== Record excerpts

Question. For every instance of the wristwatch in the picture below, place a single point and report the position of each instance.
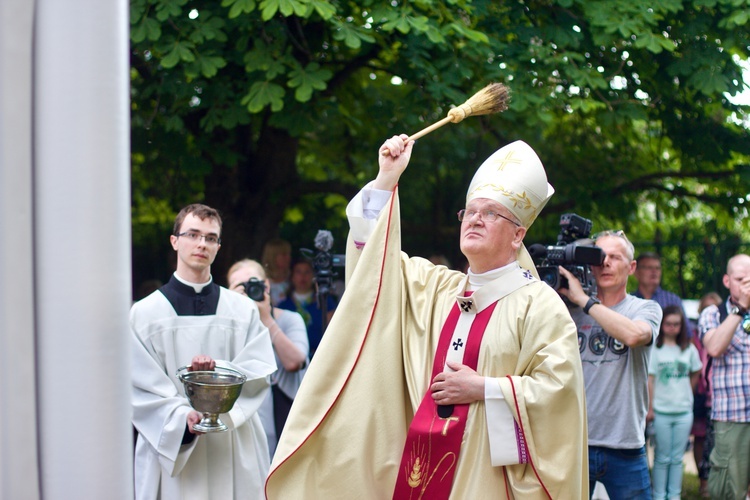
(591, 303)
(735, 309)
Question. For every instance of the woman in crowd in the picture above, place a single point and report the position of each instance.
(673, 371)
(290, 345)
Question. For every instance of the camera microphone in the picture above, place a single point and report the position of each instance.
(537, 251)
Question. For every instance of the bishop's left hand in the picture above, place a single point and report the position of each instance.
(460, 386)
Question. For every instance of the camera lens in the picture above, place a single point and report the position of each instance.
(746, 323)
(255, 289)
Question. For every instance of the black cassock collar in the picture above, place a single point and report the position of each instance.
(187, 302)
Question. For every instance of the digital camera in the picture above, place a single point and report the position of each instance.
(255, 289)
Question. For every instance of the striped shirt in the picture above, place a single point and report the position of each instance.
(730, 372)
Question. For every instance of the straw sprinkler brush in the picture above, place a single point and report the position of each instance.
(491, 99)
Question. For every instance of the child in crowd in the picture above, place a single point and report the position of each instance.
(673, 373)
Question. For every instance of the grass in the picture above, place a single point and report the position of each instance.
(691, 487)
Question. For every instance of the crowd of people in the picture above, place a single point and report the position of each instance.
(428, 382)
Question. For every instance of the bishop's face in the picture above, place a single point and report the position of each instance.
(489, 244)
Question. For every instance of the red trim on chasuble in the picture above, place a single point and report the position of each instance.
(433, 444)
(525, 444)
(361, 346)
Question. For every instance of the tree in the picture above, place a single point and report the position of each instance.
(273, 110)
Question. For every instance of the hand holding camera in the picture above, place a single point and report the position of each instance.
(256, 290)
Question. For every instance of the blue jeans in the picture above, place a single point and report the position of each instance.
(672, 435)
(624, 473)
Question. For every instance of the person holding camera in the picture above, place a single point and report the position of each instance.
(725, 333)
(615, 335)
(430, 383)
(193, 322)
(289, 339)
(304, 300)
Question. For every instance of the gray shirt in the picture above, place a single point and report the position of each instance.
(616, 376)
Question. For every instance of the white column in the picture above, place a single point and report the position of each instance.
(19, 476)
(82, 247)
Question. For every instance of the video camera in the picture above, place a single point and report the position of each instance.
(573, 250)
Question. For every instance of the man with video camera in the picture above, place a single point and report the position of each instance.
(615, 335)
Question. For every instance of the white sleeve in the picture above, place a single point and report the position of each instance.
(363, 211)
(501, 426)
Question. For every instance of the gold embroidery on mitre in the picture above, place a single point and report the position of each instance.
(520, 201)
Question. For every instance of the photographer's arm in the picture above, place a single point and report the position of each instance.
(291, 357)
(631, 333)
(717, 340)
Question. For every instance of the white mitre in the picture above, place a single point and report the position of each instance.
(514, 177)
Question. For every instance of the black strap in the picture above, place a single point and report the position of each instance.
(723, 314)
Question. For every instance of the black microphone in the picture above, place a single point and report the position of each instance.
(445, 411)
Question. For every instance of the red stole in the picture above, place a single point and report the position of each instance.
(433, 444)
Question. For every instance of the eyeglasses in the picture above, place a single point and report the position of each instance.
(485, 215)
(195, 237)
(620, 234)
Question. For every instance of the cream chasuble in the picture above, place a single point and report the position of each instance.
(346, 431)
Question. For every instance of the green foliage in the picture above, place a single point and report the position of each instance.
(273, 111)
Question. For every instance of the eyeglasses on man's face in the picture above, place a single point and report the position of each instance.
(485, 215)
(195, 237)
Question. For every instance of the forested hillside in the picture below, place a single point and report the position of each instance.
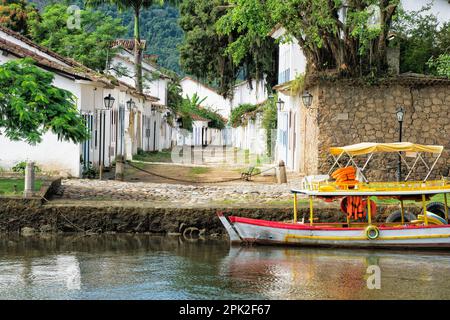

====

- Work instruction
All the lines above must be written out exactly, without a single picture.

- Solution to the problem
Question. For every instance of the wristwatch in the picture below, place a single point and report the position of each instance.
(591, 303)
(735, 309)
Question. For every instance of the woman in crowd in the picture above, place a single point and report the position of each instance.
(673, 371)
(290, 345)
Question. For every instance of the camera microphone in the picture above, place a single point and report the position of each instance.
(537, 251)
Question. For every instance of the bishop's left hand in the picture above, place a single point and report the position of each instance.
(460, 386)
Question. For every instance of the camera lens in the picture above, place a single point and report the position of each instance.
(746, 323)
(255, 289)
Question. For every instance of the black cassock collar in the picture above, place a single point and report the position of each instance.
(187, 302)
Question. For every instance of the digital camera in the picture above, place a single point and report the position of each instance.
(255, 289)
Question. For every instance of the striped shirt in the picture above, place a single point and report the position of each instance.
(730, 372)
Question. For every instance of the straw sprinkler brush in the picture above, place a single point and report the position of each instance.
(491, 99)
Question. For every instance of the child in crowd in the picture above, place a single point and report the position of each instance.
(673, 373)
Question. For every instance of the grass in the picture above, place a single point and report the position of each instance.
(691, 487)
Question. For every instance of the crowd of people in the picture above, place a single point and report the position of each instance.
(428, 382)
Question. For every instance of the bishop's face in the picture above, place a single point and report the position of each instance.
(489, 244)
Question. For every instance of the red trim on chasuble in the picture above, place a single point and report the position of each instance.
(433, 444)
(525, 444)
(361, 346)
Question. For every instance of the tree in the picture above, place a single point and report the position of each instance.
(273, 110)
Question. For every instance of the hand holding camera in the picture above, place a single point and report the position of each instance.
(256, 290)
Question. For every instance of the blue jeans in the picture above, place a single point and report the position of each instance.
(672, 435)
(624, 473)
Question. For every instance of the person holding camera in the picture above, place a single point and report the position of each instance.
(725, 333)
(615, 335)
(430, 383)
(193, 322)
(289, 339)
(304, 300)
Question. For every instance of the gray shirt in the picture above, place a single point and report the position of each instance.
(616, 376)
Question. For every instance of the white column in the picture above, place a single point and report the position of each instance.
(19, 476)
(82, 247)
Question. For every instance of the video camera in the picture above, place a single point and report the position of each instance.
(573, 250)
Question. For every instance of the man with video camera in the picture above, place a single point and report the position of each instance.
(615, 335)
Question. For every instance of the white sleeve in the picture above, place a single point and report the position of each instance.
(363, 211)
(501, 426)
Question. For every instance of the gold embroidery on mitre in the picture above, place a single point and report the position of each instance.
(520, 201)
Question. For every instance of the photographer's arm in the picture above, place a single point and report the position of each instance.
(291, 357)
(631, 333)
(717, 340)
Question. For every instance of the white mitre in the picture above, place a single point and report the position of each instance.
(514, 177)
Question. For every instance of the black strap in the picture above, place a single point and report the position of each instance.
(723, 314)
Question. For every instance of the black microphone in the picture above, place a single point and report the position of each instance.
(445, 411)
Question. For every instance of the red stole in the picture above, place a single point and report the position of each instance.
(433, 444)
Question. For every instance of the eyeglasses in the picture above, place a single point and report the position of each instance.
(485, 215)
(195, 237)
(620, 234)
Question. For every instance of the cream chasuble in the picture above, place a single point and report the position of each instance.
(346, 431)
Question. For every instance of the green foliage in the picture above, place a single point and report the position of each instance.
(273, 111)
Question. For every instance of the eyeglasses on man's face in the picture above, place a single point and report the position of each instance.
(485, 215)
(195, 237)
Question. For every instance of the forested hillside in the picture below, place a single point and report the position of each instance.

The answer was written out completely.